Can you convert every one of the entries below into a Markdown table with two columns, Row for the row number and Line for the line itself, and skip any blank lines? Leave the pictures out of the table.

|---|

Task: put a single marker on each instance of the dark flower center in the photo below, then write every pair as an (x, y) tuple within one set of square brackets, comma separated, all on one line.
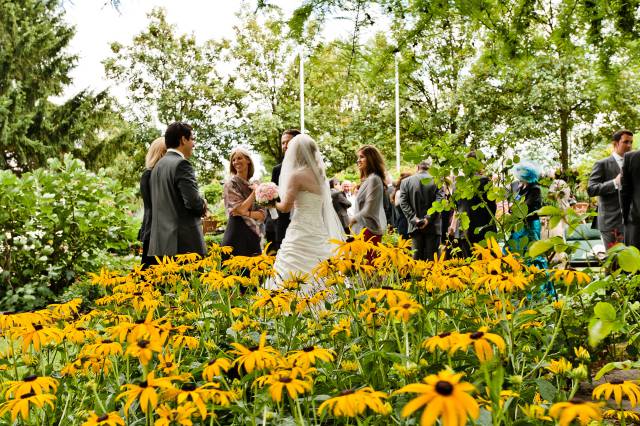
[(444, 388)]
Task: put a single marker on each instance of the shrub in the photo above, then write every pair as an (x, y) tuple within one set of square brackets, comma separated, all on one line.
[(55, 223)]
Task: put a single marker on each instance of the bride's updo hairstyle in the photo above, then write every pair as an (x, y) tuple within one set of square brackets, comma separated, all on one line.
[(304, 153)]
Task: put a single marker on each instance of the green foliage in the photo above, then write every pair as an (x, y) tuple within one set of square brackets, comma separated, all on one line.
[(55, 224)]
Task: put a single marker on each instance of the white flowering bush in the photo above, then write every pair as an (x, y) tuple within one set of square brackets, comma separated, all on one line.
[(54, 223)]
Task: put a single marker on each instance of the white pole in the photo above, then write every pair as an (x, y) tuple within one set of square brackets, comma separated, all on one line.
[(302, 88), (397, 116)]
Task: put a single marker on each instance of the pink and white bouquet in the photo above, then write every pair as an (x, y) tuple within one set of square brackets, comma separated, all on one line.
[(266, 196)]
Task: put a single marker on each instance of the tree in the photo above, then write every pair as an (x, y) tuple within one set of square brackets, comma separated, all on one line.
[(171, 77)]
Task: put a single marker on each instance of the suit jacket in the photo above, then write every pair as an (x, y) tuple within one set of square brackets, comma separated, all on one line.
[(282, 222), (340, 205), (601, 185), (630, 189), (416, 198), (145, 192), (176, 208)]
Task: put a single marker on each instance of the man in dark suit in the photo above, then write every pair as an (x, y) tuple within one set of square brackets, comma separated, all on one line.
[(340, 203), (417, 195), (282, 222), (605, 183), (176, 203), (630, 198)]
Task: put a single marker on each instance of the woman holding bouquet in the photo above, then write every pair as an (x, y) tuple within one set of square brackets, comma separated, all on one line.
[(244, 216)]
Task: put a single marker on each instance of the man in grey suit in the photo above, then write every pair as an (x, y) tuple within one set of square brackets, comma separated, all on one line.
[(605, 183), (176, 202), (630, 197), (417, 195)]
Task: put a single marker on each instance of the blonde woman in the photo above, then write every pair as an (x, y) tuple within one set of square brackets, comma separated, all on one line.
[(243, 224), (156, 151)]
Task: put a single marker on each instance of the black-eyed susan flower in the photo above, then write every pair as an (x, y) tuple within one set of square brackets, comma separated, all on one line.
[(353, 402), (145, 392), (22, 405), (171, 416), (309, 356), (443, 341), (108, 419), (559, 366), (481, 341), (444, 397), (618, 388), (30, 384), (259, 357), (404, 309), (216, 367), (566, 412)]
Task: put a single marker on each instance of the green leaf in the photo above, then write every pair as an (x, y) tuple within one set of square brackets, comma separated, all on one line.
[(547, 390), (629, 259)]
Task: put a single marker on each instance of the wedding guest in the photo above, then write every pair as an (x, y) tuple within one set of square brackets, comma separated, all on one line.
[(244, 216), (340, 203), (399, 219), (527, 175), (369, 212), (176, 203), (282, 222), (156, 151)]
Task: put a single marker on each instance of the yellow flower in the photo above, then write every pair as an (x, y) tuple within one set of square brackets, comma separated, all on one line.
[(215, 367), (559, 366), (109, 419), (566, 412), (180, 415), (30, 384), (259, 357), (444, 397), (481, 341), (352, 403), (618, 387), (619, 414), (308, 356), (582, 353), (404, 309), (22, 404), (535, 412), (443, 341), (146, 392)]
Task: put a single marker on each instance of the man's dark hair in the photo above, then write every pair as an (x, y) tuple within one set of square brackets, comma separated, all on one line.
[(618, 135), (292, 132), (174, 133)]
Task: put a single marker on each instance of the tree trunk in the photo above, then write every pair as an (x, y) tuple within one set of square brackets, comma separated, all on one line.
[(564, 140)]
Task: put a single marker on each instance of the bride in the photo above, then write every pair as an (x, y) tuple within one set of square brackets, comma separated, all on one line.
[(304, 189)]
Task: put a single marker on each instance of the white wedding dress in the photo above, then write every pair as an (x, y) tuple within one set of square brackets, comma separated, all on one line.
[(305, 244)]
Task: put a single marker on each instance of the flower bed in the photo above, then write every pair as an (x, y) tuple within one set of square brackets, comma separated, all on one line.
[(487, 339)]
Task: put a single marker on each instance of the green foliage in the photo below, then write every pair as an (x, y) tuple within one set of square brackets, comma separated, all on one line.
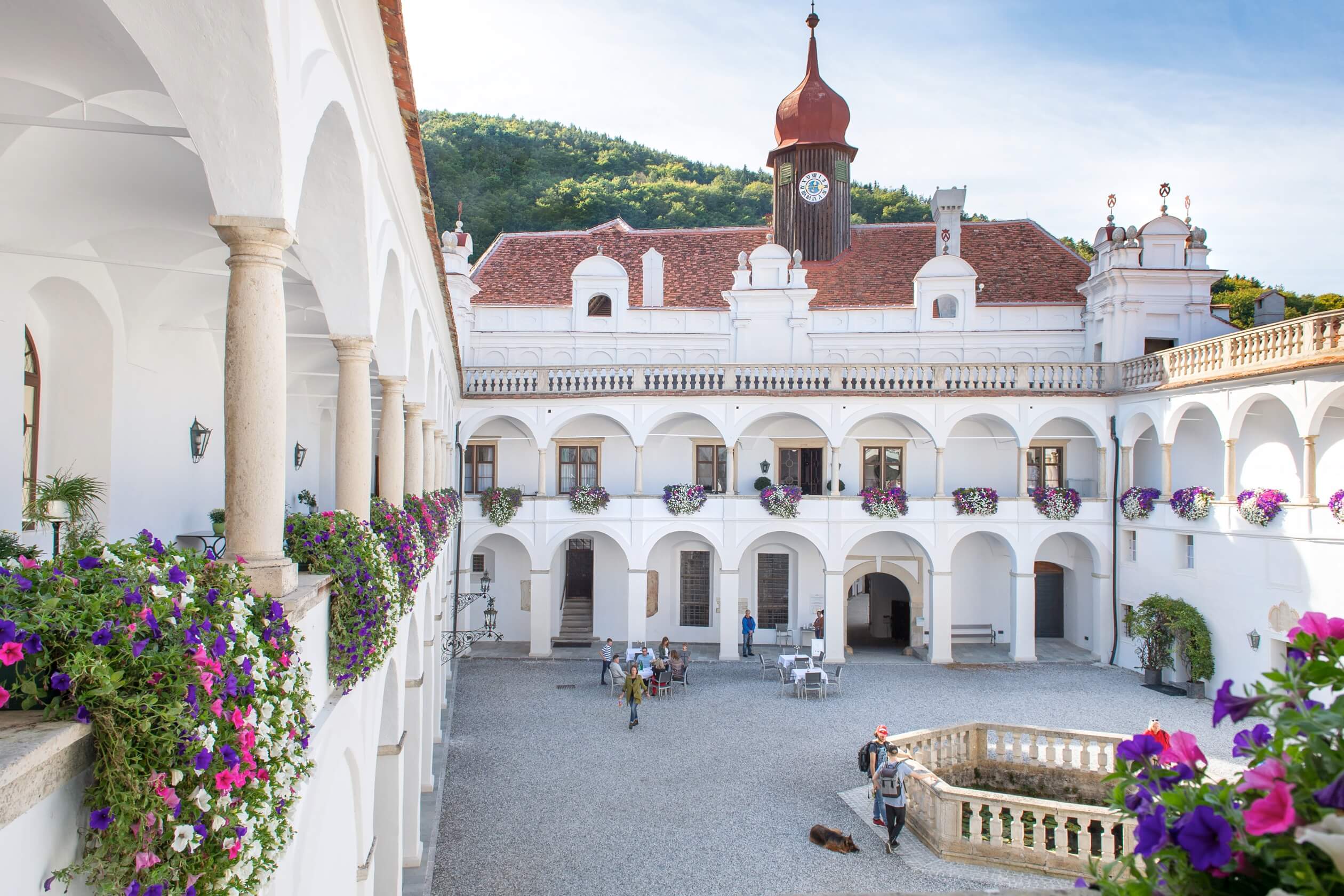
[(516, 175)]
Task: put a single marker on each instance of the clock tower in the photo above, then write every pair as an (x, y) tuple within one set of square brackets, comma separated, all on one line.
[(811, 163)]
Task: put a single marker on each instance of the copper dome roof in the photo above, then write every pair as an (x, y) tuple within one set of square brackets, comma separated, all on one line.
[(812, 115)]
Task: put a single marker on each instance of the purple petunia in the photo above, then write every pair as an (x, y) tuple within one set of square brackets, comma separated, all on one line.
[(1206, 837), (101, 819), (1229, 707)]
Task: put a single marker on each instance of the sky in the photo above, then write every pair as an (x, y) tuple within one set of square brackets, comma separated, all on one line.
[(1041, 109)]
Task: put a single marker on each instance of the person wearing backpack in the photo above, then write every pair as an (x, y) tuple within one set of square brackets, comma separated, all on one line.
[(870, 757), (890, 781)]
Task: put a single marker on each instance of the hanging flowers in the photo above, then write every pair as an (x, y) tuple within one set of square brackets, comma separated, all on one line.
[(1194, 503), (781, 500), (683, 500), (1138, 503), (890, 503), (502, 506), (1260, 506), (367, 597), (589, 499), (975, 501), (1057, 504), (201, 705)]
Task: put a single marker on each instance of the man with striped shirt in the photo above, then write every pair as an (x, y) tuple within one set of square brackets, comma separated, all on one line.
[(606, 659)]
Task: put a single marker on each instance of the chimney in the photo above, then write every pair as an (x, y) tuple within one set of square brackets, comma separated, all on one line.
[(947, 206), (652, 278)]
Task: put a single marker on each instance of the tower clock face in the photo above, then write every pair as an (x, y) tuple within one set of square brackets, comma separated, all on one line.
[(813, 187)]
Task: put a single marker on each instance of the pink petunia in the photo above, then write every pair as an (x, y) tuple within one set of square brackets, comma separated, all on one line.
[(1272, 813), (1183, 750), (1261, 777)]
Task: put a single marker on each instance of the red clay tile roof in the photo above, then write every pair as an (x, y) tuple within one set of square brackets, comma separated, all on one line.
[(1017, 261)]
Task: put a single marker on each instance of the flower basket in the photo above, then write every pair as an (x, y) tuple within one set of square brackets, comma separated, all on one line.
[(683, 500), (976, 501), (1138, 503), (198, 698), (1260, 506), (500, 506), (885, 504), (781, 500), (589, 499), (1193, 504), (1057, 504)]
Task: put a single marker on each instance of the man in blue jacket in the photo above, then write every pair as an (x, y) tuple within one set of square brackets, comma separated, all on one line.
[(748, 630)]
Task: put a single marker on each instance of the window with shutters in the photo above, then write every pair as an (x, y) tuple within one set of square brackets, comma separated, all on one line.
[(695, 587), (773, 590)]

|---|

**WRITTEN SOLUTION**
| Row | Line |
|---|---|
| 1 | Task: put a single marker on each instance of the dark flower center in the photo below, then write every pair as an (x, y) tuple within one set of square brackets, comma separated, all on one line. |
| 2 | [(444, 388)] |
| 3 | Task: put a single marker on each instance of the shrub in the photo above, then write every pair as an (x, y) tuple within one set of square brackets, comma separated, all on one line. |
| 4 | [(55, 223)] |
| 5 | Task: put a single marker on each instance of the bride's updo hairstyle in the photo above, then write every pair as an (x, y) tuple within one set of square brackets, comma separated, all on one line. |
| 6 | [(304, 153)] |
| 7 | Task: put a single marker on each instance of the green foliage in the photo above, then write every pair as an (x, y) tuple within one set of square brackets, comma separated, all on one line. |
| 8 | [(55, 224)] |
| 9 | Task: put a single marker on each instance of the white flowering bush in the photo above, then write every pair as an (x, y) tuple within one set of square brackets, comma separated, all on one line. |
| 10 | [(54, 223)] |
| 11 | Task: put a single marker on each instance of the white pole in the photo above, then write every pair as an (x, y) tuple within one set of square brackets, comma separated, all on one line. |
| 12 | [(302, 88), (397, 116)] |
| 13 | Task: put a single marker on each instance of the pink and white bouquet in the photo above, then write every pair as an (x, y) tuple within one set of square brackets, comma separated, all on one line. |
| 14 | [(266, 196)] |
| 15 | Task: put a single marker on each instance of the tree in the photo above, then write every pair as an (x, y) tuple within one set of square brackets, comma separated, all on one line. |
| 16 | [(171, 77)] |
| 17 | Task: put a single marker on each instance of the suit jacket in the photo above, then write every pair as an (x, y) tuple within one set of square brackets, comma separated, all on one line. |
| 18 | [(282, 222), (340, 205), (601, 185), (630, 189), (416, 198), (145, 192), (176, 208)] |
| 19 | Task: put a single marker on each instance of the man in dark suit in the photo above, then write every pair as an (x, y) tuple within one set of square brackets, comma separated, all on one line. |
| 20 | [(340, 203), (417, 195), (282, 222), (605, 183), (176, 203), (630, 198)] |
| 21 | Task: put a single marker on each instance of the woman holding bouquet in the photo above, then write every pair as an (x, y) tuple within one set of square brackets, comma separated, all on one line. |
| 22 | [(244, 216)] |
| 23 | Task: put a single marker on each instance of the man in grey suit in the photo above, then write every pair as an (x, y) tuple within one set of square brackets, comma separated, all on one line. |
| 24 | [(605, 183), (176, 202), (630, 197), (417, 195)] |
| 25 | Task: put a single marker on each instance of the blonde woman in the photo above, then write every pair as an (x, y) tuple within one set of square brackets, comma separated, all on one line. |
| 26 | [(243, 224), (156, 151)] |
| 27 | Task: put a single marker on each instance of the black-eyed susan flower in the photo above, then write every pair as an (x, y) tuple within one set of square brackets, comma separated, all on one line. |
| 28 | [(353, 402), (145, 392), (22, 405), (171, 416), (309, 356), (443, 341), (108, 419), (559, 366), (481, 341), (444, 397), (618, 388), (30, 384), (259, 357), (404, 309), (216, 367), (566, 412)] |
| 29 | Task: put a single marker on each instance of the green leaf in the photo above, then write every pair as an (x, y) tuple within one set of square brackets, comma separated, all on one line. |
| 30 | [(547, 390), (629, 259)] |
| 31 | Task: put a single marker on each instance of the wedding guest in the photo above, then write every pair as an (x, y) tuple within one set of square brackets, comma separated, all on one line. |
| 32 | [(244, 216), (340, 203), (399, 219), (527, 175), (369, 212), (176, 203), (282, 222), (156, 151)] |
| 33 | Task: put a single marker on each instance of the yellow flower in the photo above, then write every pair as an (x, y) tuple within one set of square brackets, comma separated, all on one line. |
| 34 | [(215, 367), (559, 366), (109, 419), (566, 412), (180, 415), (30, 384), (259, 357), (444, 397), (481, 341), (352, 403), (618, 387), (619, 414), (308, 356), (582, 353), (404, 309), (22, 404), (535, 412), (443, 341), (146, 392)] |
| 35 | Task: put a single marker on each instance of the man's dark hair in the photo above, then write every pair as an (x, y) tuple within one set of square brackets, comma separated, all on one line. |
| 36 | [(618, 135), (292, 132), (174, 133)] |
| 37 | Task: put a single marker on each instance of the tree trunk in the photo above, then write every pair as an (x, y) tuple within one set of square brackets, comma separated, all on one line. |
| 38 | [(564, 140)] |
| 39 | Task: put a single marker on each instance of the bride in the photo above, then write every pair as an (x, y) tuple within one set of square brackets, comma separated, all on one line. |
| 40 | [(304, 189)] |
| 41 | Task: put a single marker on each instance of the white wedding dress in the photo above, then write every pair as an (x, y) tuple within one set of square brackets, comma separated, all on one line. |
| 42 | [(305, 244)] |
| 43 | Task: put a single marker on each instance of the flower bed in the photo above, then write every pair as an (x, y) tuple within one set of square brackets, comma separated, all on one line. |
| 44 | [(487, 339)] |
| 45 | Task: put a single marker on each instance of the green foliage in the photo below, then write every pair as an (x, y) tuple within one set of square brackets, comma separated, all on one line. |
| 46 | [(516, 175)] |
| 47 | Task: put a single marker on each instance of the clock tower in the photo above, then write every pair as an (x, y) tuple within one set of square brackets, comma separated, all on one line. |
| 48 | [(811, 163)] |
| 49 | Task: put a single marker on each instance of the copper dome roof in the photo above, then write every pair as an (x, y) tuple within one set of square brackets, comma separated, all on one line. |
| 50 | [(812, 115)] |
| 51 | Task: put a single marker on each instance of the purple petunia in the photo above, then write every pair as an (x, y) tuple within one set of square brackets, comma separated, all on one line. |
| 52 | [(1206, 837), (101, 819), (1229, 707)] |
| 53 | Task: put a single marker on each instance of the sky in the photo above, then write every pair as an (x, y) tuple within one set of square brackets, comma separated, all on one line. |
| 54 | [(1041, 109)] |
| 55 | Task: put a single marker on each instance of the person wearing backpack in the photo above, then write every pair as an (x, y) tuple within one set of square brackets, comma separated, all on one line. |
| 56 | [(870, 757), (890, 781)] |
| 57 | Task: put a single marker on each instance of the hanging flowers in the photo above, then write every pair as an (x, y) tuple within one set of square brackets, comma separated, all on one line. |
| 58 | [(1194, 503), (781, 500), (683, 500), (1138, 503), (890, 503), (502, 506), (1260, 506), (367, 597), (589, 499), (975, 501), (1057, 504), (201, 705)] |
| 59 | Task: put a single marker on each instance of the man with striped shirt in the photo above, then write every pair as an (x, y) tuple within one set of square brackets, comma separated, all on one line. |
| 60 | [(606, 659)] |
| 61 | Task: put a single marker on each instance of the chimney in the photo above, then write every pair as an (x, y) tuple within one set of square brackets, comma separated, all on one line. |
| 62 | [(947, 206), (652, 278)] |
| 63 | Task: put a single marker on each instance of the tower clock face in the photo above, then write every pair as an (x, y) tuple within one set of square brackets, comma separated, all on one line. |
| 64 | [(813, 187)] |
| 65 | Task: put a single marker on each instance of the pink petunia in the photo above, then write every pair as an (x, y) tuple within one set of square brackets, comma separated, all on one line. |
| 66 | [(1272, 813), (1183, 750), (1261, 777)] |
| 67 | Task: put a single marker on each instance of the red clay tile roof in the photo above, then write every pair as an (x, y) tuple within one set of square brackets, comma separated, all on one line. |
| 68 | [(1017, 261)] |
| 69 | Task: put a single marker on each instance of the flower basket in the photo above, then write every pair as an (x, y) tuple within one set of square brackets, comma separated, all on one line. |
| 70 | [(683, 500), (976, 501), (1138, 503), (198, 698), (1260, 506), (500, 506), (885, 504), (781, 500), (589, 499), (1193, 504), (1057, 504)] |
| 71 | Task: put a single marker on each instance of the man in blue jacket in the photo above, then write every pair as an (x, y) tuple within one set of square brackets, comma separated, all on one line. |
| 72 | [(748, 630)] |
| 73 | Task: put a single marker on each instance of the window with shutters in the photo above, then write every pair as an (x, y) tuple within one set of square brackets, comma separated, all on one line. |
| 74 | [(695, 587), (773, 590)] |